§ OBJECTIFS:
[A] Reproduisez fidèlement, dans le texte sur la première ligne de métro, tout ce qui va de « Partie 2. La » jusqu'à « cette première ligne. ».
[B] Selon le texte sur la première ligne de métro, quels quartiers le tracé défini par l'avant-projet sommaire relie-t-il ?
[C] Poursuivez le texte sur la première ligne de métro à partir de l'endroit où il s'arrête.

§ PAGE:
• • • •
Partie 2. La construction de la première ligne
Un peu plus de trois années seront nécessaires entre le choix du système VAL et le lancement du chantier de la première ligne. Des procédures sont en effet indispensables pour ce genre de réalisation :
phase de concertation
enquête et déclaration d’utilité publique
sondages préliminaires du sol
avant-projet sommaire puis détaillé
appels d’offres puis sélection des entreprises
L’avant-projet sommaire définit le tracé de la première ligne, reliant le quartier de Jolimont à celui du Mirail. Le but étant d’assurer la desserte rapide de l’Université du Mirail et de désenclaver les quartiers du sud-ouest de la ville tout en desservant la gare Matabiau. Le désengorgement du cœur de ville est aussi le but de la construction de cette première ligne.
La marque de son époque
Cette première ligne est marquée par son époque, à savoir le choix de ne pas toucher à la circulation en surface, ou du moins a minima, avec l’aménagement des rues semi-piétonnes dans le centre-ville. La requalification de la surface s’est donc concentrée autour des stations de métro.
• • • •
§ EXTRAIT DES DONNÉES:
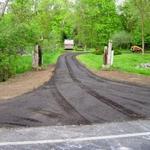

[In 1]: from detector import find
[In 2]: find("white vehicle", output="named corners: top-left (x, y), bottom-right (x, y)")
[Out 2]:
top-left (64, 39), bottom-right (74, 50)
• • • •
§ RÉPONSES DANS L'ORDRE:
[A]
Partie 2. La construction de la première ligne
Un peu plus de trois années seront nécessaires entre le choix du système VAL et le lancement du chantier de la première ligne. Des procédures sont en effet indispensables pour ce genre de réalisation :
phase de concertation
enquête et déclaration d’utilité publique
sondages préliminaires du sol
avant-projet sommaire puis détaillé
appels d’offres puis sélection des entreprises
L’avant-projet sommaire définit le tracé de la première ligne, reliant le quartier de Jolimont à celui du Mirail. Le but étant d’assurer la desserte rapide de l’Université du Mirail et de désenclaver les quartiers du sud-ouest de la ville tout en desservant la gare Matabiau. Le désengorgement du cœur de ville est aussi le but de la construction de cette première ligne.

[B] Le quartier de Jolimont et celui du Mirail.

[C]
Question de mode de transport ou question de mode tout court ? La première ligne du tramway de Nantes, conçue également à cette époque témoigne du même souci de préserver les flux automobiles. Et comme à Toulouse, certaines places (Graslin) et certains axes (Petite Hollande) ne seront réaménagées que plusieurs décennies après. À l’inverse, la construction d’un métro aujourd’hui s’accompagne toujours d’une requalification de la surface, notamment pour intégrer davantage d’espaces verts et faire plus de place aux modes actifs de déplacement.
Les choix faits autour du métro à Toulouse sont donc dictés par les préoccupations de l’époque.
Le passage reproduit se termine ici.